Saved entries
=======
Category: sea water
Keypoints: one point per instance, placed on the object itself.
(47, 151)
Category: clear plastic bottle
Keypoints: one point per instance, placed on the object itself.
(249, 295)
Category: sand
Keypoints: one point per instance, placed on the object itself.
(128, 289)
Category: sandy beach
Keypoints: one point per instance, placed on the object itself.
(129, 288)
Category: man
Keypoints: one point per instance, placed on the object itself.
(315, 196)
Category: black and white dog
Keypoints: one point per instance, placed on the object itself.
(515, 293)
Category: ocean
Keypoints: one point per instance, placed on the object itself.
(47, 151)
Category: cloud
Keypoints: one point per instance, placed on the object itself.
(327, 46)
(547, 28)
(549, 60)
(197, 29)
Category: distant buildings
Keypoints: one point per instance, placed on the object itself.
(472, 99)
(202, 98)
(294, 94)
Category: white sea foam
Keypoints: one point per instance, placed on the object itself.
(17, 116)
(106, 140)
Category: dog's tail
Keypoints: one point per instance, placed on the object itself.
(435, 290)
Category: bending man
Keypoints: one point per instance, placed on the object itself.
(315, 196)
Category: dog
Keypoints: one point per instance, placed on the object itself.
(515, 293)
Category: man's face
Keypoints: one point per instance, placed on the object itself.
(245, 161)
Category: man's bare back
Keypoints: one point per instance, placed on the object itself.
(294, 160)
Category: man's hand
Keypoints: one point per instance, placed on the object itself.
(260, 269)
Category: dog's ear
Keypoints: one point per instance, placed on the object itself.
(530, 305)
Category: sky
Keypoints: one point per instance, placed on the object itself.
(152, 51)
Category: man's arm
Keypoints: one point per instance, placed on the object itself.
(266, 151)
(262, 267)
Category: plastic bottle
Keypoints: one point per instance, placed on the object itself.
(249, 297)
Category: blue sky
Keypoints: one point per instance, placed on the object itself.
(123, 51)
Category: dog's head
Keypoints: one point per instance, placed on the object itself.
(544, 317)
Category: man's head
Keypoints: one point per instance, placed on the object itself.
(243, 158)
=======
Put down all the data once more, exactly as it appears above.

* RESULT FOR THIS TASK
Category: sea water
Keypoints: one point per instance, placed on the object itself.
(47, 151)
Category: clear plastic bottle
Keypoints: one point per instance, placed on the object itself.
(249, 295)
Category: sand
Keypoints: one point per instance, placed on the object itself.
(128, 289)
Category: sandy beach
Keypoints: one point per instance, placed on the object itself.
(129, 288)
Category: man
Keypoints: one point per instance, placed on the object itself.
(315, 196)
Category: black and white dog
Keypoints: one point per instance, placed on the object itself.
(515, 293)
Category: ocean
Keypoints: one point per instance, placed on the object itself.
(47, 151)
Category: cloud
Keypoints: one point per instance, placed on the object itself.
(327, 46)
(547, 28)
(549, 60)
(197, 29)
Category: distant buildings
Keypoints: one point per instance, placed on the object itself.
(472, 99)
(202, 98)
(294, 94)
Category: white sea foam
Keypoints: one point per instance, placed on the object itself.
(17, 116)
(106, 140)
Category: dog's tail
Keypoints: one point per instance, placed on the object itself.
(435, 290)
Category: bending man
Keypoints: one point per instance, placed on the object itself.
(315, 196)
Category: dog
Keypoints: one point per instance, placed on the object itself.
(515, 293)
Category: man's face
Keypoints: one point per instance, placed on the object itself.
(245, 161)
Category: man's bare back
Keypoints: one point per instance, placed on the object itself.
(294, 160)
Category: man's hand
Keypoints: one point per instance, placed on the object itself.
(260, 269)
Category: dog's ear
Keypoints: one point per instance, placed on the object itself.
(530, 305)
Category: sky
Keypoints: one point per instance, placed on the object itself.
(152, 51)
Category: man's arm
Keypoints: one point per instance, placed on the object itself.
(266, 151)
(262, 267)
Category: plastic bottle
Keypoints: one point per instance, placed on the object itself.
(249, 297)
Category: blue sky
Keypoints: one point per instance, placed on the object itself.
(123, 51)
Category: dog's head
Keypoints: one point per instance, placed on the object itself.
(544, 317)
Category: man's head
Keypoints: one point per instance, placed on the object itself.
(243, 158)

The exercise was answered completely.